Some records:
********

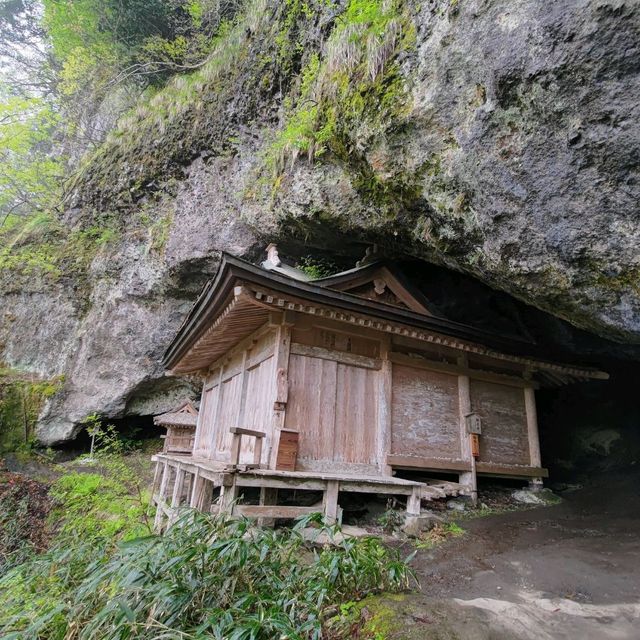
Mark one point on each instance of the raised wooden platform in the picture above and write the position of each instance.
(456, 466)
(182, 480)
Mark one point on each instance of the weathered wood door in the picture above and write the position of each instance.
(502, 410)
(424, 413)
(334, 407)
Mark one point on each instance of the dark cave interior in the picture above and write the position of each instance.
(585, 428)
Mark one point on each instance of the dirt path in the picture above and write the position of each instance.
(570, 571)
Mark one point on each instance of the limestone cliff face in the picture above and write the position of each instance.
(499, 138)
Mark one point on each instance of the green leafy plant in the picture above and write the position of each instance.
(391, 520)
(440, 533)
(207, 576)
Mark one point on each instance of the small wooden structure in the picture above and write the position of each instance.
(181, 428)
(336, 384)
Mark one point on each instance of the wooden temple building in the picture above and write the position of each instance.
(181, 428)
(342, 384)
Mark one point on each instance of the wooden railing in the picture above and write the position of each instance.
(236, 445)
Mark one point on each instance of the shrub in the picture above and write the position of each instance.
(212, 577)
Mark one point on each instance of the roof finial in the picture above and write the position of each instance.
(272, 255)
(370, 255)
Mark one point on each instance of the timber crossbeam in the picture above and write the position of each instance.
(216, 487)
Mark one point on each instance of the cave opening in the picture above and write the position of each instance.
(135, 431)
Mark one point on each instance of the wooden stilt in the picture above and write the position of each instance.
(268, 496)
(467, 478)
(157, 477)
(532, 431)
(161, 498)
(196, 489)
(177, 494)
(228, 496)
(413, 502)
(330, 501)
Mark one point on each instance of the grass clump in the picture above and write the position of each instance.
(356, 79)
(438, 534)
(208, 576)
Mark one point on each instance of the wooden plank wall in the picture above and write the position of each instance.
(502, 409)
(206, 415)
(239, 393)
(334, 407)
(425, 414)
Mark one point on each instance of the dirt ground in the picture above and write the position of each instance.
(569, 571)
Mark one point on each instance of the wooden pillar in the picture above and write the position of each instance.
(228, 495)
(177, 494)
(196, 489)
(464, 401)
(330, 501)
(414, 502)
(532, 432)
(282, 351)
(157, 477)
(385, 390)
(268, 496)
(160, 500)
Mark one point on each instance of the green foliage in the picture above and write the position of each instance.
(391, 520)
(24, 505)
(356, 80)
(438, 534)
(98, 508)
(41, 246)
(316, 267)
(206, 577)
(21, 398)
(29, 173)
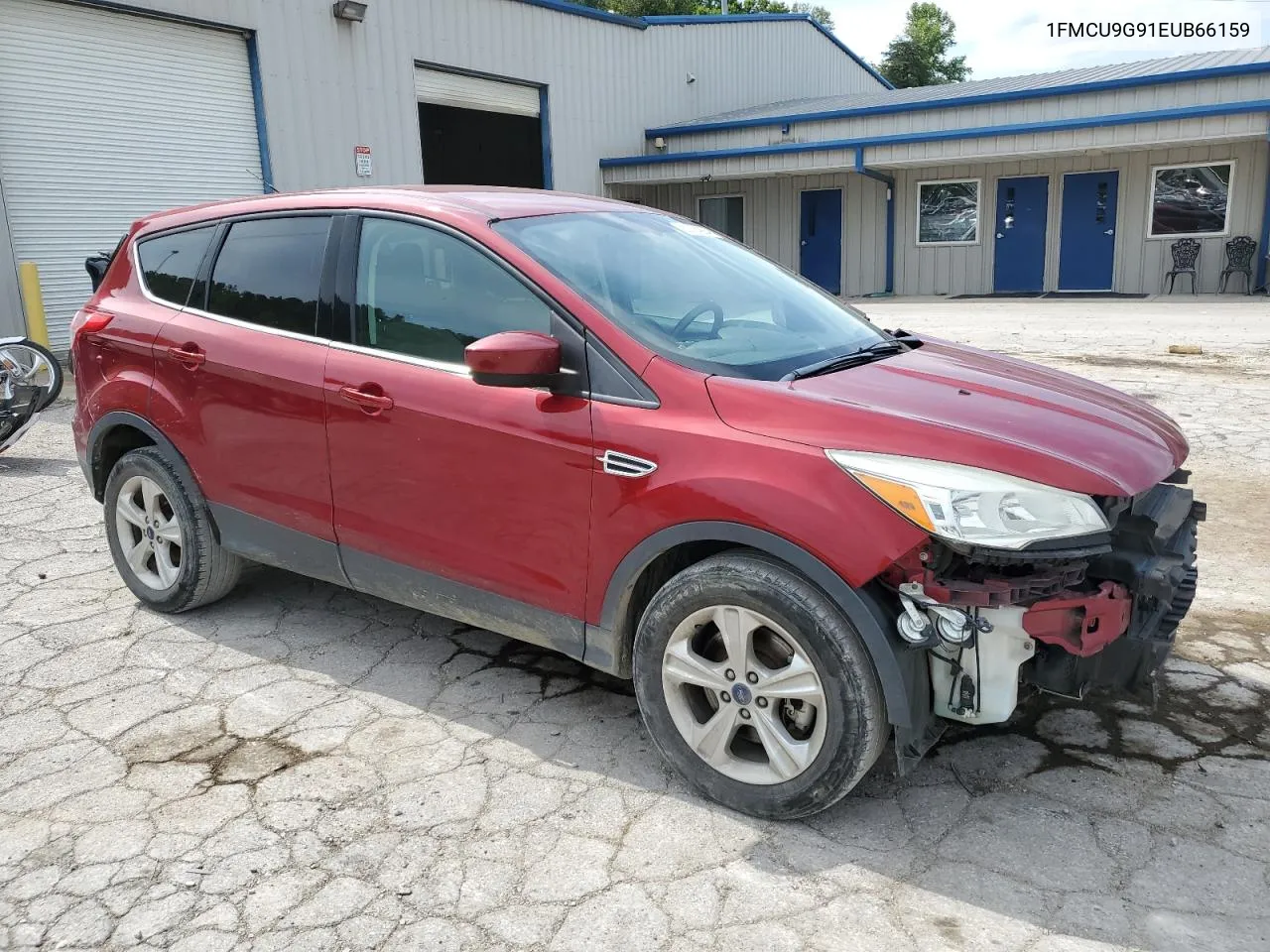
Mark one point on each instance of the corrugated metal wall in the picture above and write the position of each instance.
(1230, 89)
(772, 218)
(1139, 261)
(330, 85)
(12, 322)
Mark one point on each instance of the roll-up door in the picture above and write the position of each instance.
(107, 117)
(490, 95)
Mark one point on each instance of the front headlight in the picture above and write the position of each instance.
(970, 506)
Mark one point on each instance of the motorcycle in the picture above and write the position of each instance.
(31, 379)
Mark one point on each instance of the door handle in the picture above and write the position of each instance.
(368, 402)
(189, 354)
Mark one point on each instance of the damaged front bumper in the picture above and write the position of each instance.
(1066, 621)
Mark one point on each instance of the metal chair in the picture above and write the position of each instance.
(1238, 261)
(1185, 253)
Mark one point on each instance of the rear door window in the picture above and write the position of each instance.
(268, 272)
(169, 263)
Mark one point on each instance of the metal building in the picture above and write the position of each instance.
(1071, 181)
(116, 109)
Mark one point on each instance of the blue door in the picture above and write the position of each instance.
(821, 239)
(1086, 254)
(1023, 207)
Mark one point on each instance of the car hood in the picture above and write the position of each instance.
(960, 405)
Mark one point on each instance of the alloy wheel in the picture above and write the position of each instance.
(150, 535)
(744, 694)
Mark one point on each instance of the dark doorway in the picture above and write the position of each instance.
(477, 148)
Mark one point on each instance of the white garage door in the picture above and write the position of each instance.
(444, 87)
(105, 117)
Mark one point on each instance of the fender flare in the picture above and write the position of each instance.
(899, 670)
(112, 420)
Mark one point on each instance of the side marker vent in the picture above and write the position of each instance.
(633, 467)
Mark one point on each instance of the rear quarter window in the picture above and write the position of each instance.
(169, 263)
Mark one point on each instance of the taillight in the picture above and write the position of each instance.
(89, 322)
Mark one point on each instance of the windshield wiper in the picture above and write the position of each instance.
(843, 361)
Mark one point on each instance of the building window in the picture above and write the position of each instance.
(724, 213)
(948, 212)
(1191, 199)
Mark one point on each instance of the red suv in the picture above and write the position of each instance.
(613, 433)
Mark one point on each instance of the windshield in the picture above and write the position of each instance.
(693, 295)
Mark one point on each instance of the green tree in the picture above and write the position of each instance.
(703, 8)
(919, 56)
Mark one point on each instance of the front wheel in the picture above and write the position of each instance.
(756, 688)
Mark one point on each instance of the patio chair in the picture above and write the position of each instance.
(1185, 253)
(1238, 261)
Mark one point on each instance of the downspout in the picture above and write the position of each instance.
(1264, 249)
(890, 216)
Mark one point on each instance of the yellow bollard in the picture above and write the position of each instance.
(33, 302)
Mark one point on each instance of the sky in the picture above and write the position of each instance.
(1011, 39)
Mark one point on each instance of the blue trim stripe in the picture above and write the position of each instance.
(890, 214)
(262, 132)
(1246, 68)
(578, 10)
(769, 18)
(1187, 112)
(545, 119)
(645, 22)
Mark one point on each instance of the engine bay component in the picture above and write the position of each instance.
(978, 682)
(1083, 625)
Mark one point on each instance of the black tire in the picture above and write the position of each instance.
(207, 571)
(856, 717)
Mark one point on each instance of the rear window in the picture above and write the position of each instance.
(270, 272)
(171, 262)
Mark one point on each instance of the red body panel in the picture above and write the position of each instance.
(249, 419)
(114, 366)
(499, 488)
(960, 405)
(488, 486)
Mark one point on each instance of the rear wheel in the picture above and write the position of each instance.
(162, 537)
(756, 687)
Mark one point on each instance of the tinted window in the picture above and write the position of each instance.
(691, 295)
(270, 271)
(171, 262)
(724, 214)
(1191, 199)
(426, 294)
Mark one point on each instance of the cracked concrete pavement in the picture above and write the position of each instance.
(304, 769)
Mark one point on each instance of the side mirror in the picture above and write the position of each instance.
(515, 358)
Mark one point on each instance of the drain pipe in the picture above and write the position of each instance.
(890, 214)
(1265, 236)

********

> Task:
Please retype, exactly as written, every line from the line containing "Mark one point on each instance of the engine" through the last line of the records above, including both of those lines, and nothing else.

> Task answer:
Mark one point on each instance of the engine bay component in the picture above and write the position of each instance.
(978, 682)
(1083, 625)
Mark one point on each instance of the black tire in the picture above and write the position of each instance.
(207, 571)
(856, 717)
Mark one point on each instance of the rear window in the picture above and write the position of each instance.
(270, 272)
(171, 262)
Mark one point on each instance of the red body panel in the picture above and write the position of each instance.
(249, 419)
(114, 366)
(499, 488)
(960, 405)
(488, 486)
Mark one point on each instance of the rear wheel in the picture above and write the position of each instance.
(162, 537)
(756, 687)
Mark one point on each instance of the tinted window in the picture above and write the position of each instance.
(691, 295)
(270, 271)
(171, 262)
(724, 214)
(1191, 199)
(426, 294)
Mark one point on each instance of the cracked concrete pavement in the picture above and write the position of each instance.
(304, 769)
Mark one point on each instance of the side mirror in the picture above and write the position of each instance.
(515, 358)
Mark one point on each instance of the drain pipe in the picture above and write the position of each instance.
(890, 214)
(1265, 236)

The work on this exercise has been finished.